Records shown:
***

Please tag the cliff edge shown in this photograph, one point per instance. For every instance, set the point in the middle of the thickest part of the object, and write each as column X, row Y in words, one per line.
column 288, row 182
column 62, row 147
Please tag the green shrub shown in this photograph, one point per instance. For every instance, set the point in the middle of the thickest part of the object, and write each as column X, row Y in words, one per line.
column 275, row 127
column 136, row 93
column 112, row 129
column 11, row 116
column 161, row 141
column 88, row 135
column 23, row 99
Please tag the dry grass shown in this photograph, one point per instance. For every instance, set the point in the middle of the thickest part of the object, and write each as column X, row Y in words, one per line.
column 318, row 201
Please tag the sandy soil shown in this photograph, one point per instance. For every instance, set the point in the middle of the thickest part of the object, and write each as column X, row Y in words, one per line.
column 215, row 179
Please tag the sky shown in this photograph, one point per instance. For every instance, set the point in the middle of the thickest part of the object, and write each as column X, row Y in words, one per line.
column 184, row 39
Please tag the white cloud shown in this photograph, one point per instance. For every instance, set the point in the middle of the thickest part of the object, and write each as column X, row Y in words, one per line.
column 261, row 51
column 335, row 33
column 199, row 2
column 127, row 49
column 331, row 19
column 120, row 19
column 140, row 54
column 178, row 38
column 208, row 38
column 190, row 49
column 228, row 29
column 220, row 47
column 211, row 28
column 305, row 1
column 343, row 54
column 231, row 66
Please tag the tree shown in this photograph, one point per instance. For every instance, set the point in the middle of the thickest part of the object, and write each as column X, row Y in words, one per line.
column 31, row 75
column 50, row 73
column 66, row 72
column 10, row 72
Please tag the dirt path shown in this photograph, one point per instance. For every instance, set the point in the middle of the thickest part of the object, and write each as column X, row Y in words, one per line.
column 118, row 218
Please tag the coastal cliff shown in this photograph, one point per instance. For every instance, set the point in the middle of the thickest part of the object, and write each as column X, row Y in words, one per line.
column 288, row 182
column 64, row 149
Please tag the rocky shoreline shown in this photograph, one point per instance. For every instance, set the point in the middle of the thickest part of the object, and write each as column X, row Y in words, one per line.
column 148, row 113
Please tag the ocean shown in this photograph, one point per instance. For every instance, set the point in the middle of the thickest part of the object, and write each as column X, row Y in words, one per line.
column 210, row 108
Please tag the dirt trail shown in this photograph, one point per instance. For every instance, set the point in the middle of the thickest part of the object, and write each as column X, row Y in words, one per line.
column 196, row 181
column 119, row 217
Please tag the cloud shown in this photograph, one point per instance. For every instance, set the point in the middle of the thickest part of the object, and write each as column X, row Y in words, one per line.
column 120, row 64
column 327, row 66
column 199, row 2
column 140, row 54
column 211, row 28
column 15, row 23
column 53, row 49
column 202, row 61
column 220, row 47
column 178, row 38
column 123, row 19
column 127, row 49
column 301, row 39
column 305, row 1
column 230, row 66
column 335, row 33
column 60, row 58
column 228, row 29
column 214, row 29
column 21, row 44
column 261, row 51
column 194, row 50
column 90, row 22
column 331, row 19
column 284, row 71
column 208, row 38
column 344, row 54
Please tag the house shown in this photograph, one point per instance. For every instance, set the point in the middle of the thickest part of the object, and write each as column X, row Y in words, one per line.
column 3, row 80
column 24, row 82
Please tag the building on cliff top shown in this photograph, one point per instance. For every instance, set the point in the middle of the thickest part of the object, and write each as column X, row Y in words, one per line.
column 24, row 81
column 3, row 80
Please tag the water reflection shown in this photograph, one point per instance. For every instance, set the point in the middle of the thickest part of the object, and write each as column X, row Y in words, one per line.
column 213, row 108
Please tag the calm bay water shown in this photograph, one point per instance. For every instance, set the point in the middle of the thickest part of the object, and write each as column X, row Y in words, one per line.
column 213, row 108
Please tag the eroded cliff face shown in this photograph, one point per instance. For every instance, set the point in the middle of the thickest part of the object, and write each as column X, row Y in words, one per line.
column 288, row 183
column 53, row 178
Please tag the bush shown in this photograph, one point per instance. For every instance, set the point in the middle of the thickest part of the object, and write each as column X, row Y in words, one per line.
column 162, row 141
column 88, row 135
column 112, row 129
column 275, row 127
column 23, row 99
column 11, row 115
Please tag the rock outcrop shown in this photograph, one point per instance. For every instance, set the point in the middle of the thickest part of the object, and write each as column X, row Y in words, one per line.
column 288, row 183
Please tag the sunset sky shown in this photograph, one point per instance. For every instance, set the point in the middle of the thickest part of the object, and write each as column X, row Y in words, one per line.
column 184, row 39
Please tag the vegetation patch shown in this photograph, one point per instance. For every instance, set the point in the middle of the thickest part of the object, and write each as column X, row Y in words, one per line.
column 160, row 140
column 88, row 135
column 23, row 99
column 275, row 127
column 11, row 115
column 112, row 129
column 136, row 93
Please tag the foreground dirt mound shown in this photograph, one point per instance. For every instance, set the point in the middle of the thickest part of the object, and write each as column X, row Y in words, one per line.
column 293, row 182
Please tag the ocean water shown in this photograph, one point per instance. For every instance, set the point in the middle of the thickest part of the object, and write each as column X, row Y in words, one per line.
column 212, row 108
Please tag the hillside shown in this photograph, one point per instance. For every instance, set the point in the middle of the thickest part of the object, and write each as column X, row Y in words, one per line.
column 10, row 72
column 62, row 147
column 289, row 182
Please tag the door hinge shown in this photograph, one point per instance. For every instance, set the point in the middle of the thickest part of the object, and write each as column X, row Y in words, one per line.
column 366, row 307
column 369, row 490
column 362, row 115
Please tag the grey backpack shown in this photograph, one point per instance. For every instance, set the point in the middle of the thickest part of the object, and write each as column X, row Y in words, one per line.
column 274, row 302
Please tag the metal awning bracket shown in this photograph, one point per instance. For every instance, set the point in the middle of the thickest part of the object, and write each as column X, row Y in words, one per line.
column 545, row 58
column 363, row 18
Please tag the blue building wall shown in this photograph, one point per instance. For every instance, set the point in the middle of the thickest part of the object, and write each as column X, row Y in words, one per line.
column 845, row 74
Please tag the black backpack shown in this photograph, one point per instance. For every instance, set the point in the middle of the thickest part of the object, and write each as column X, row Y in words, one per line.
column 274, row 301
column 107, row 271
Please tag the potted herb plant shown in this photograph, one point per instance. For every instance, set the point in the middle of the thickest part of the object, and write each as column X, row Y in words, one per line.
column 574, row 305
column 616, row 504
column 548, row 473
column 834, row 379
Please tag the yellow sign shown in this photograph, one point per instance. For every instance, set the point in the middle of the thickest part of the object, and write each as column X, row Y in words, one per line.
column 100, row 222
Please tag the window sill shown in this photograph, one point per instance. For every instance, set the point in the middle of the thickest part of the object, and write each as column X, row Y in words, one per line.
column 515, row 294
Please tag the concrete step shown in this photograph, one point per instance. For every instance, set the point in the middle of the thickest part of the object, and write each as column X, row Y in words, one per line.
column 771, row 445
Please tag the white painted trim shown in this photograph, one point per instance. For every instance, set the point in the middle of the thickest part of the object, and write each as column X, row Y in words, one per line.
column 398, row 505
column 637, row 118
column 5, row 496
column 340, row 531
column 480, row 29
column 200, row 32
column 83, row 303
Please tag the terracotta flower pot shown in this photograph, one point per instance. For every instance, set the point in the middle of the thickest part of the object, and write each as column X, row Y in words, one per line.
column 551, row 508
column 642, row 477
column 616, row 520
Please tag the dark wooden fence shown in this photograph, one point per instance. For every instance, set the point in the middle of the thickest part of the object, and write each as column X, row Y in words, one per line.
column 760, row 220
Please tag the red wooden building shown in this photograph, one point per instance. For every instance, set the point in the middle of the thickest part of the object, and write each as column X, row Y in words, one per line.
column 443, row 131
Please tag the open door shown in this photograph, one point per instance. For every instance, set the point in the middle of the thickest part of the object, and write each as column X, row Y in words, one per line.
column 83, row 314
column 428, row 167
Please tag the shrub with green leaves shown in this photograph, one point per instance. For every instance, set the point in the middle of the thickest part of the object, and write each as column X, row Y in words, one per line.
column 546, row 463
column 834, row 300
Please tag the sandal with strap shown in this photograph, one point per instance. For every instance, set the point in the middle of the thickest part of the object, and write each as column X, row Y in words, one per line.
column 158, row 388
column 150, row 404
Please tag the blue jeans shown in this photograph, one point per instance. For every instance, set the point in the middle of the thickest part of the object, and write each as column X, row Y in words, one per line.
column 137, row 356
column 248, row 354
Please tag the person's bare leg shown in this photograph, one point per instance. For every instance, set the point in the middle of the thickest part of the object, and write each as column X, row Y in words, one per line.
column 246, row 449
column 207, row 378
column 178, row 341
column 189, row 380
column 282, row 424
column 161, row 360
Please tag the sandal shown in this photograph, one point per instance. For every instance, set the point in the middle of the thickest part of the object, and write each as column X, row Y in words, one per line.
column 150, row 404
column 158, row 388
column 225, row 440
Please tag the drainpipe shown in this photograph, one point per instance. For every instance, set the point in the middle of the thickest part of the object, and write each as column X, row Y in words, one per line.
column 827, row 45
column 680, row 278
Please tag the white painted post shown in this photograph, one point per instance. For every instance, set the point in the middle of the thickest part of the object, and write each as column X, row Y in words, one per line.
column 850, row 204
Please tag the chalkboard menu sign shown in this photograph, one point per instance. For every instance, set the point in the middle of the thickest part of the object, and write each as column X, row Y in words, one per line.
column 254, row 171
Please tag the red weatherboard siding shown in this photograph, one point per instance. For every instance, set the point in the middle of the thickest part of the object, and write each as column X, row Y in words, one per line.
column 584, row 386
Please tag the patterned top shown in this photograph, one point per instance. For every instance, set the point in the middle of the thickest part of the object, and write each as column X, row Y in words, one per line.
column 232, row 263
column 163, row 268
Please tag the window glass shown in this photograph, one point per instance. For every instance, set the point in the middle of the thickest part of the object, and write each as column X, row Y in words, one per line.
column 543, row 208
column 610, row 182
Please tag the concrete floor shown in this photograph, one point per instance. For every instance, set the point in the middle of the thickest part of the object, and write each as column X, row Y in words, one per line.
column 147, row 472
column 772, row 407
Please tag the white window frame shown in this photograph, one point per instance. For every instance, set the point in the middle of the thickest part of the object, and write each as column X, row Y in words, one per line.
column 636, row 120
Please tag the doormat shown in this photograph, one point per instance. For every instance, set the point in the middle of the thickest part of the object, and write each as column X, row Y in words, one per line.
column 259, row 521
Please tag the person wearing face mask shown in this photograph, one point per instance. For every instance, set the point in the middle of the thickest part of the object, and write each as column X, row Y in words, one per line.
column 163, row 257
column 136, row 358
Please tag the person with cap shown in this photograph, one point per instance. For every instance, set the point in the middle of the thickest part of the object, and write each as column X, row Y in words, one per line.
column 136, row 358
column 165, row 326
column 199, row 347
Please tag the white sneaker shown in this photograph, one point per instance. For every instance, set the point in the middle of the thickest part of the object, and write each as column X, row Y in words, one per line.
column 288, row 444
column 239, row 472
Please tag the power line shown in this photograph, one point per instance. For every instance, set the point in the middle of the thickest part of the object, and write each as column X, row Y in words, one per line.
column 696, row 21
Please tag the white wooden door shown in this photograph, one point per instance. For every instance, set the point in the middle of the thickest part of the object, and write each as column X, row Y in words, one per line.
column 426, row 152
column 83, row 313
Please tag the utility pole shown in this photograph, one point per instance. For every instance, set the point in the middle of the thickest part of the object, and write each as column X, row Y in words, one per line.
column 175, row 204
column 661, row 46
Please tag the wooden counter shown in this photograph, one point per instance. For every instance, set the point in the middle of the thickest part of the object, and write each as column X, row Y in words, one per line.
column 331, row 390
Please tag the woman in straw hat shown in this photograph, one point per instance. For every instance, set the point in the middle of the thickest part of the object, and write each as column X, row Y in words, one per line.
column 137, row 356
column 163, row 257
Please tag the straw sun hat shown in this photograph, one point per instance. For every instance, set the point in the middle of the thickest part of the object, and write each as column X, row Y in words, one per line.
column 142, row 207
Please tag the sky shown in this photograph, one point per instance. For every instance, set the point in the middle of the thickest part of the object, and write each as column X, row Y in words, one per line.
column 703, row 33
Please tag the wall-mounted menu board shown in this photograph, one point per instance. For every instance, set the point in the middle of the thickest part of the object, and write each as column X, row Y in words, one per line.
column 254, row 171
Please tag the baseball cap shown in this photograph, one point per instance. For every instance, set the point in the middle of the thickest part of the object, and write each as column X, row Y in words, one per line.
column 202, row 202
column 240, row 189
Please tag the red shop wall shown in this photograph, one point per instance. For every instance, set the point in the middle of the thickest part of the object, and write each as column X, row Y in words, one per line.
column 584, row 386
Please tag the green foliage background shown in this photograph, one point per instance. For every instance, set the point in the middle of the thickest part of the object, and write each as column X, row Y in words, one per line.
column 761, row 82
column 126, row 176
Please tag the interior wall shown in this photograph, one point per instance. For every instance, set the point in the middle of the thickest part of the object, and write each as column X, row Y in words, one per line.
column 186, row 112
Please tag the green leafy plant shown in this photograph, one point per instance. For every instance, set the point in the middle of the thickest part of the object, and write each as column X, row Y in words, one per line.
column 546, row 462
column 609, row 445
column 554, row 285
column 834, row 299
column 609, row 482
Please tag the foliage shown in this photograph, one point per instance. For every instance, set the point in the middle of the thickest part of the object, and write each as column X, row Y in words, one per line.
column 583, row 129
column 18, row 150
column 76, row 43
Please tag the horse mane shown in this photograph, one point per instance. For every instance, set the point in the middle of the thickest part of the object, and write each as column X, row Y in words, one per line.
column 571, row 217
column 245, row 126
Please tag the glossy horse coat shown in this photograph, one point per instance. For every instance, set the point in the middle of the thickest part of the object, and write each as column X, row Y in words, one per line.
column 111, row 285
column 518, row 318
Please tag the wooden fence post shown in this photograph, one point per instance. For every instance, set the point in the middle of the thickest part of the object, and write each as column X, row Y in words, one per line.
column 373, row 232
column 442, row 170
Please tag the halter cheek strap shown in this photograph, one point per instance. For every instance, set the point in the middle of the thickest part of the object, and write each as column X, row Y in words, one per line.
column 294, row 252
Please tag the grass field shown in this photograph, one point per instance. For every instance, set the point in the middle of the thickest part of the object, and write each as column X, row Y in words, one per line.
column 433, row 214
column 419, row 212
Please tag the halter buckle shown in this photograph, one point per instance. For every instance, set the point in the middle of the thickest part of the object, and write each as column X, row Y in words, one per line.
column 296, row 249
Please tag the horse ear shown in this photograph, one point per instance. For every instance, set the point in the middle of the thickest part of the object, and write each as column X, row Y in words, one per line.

***

Task requirements:
Everything from the line with "Please tag the halter buckle" to the last line of the entries is to be written out exactly; omit all earlier lines.

Task solution:
Please tag the halter buckle shown in this photograph, one point per instance. For every instance, set the point in the middle of the thickest part of the object, and write each as column X, row Y in words, one per line.
column 296, row 249
Please tag the horse ear shown in this photograph, one point per instance. For every instance, set the point in the middle of the thickest part of the object, and write each as column X, row Y in words, one per line.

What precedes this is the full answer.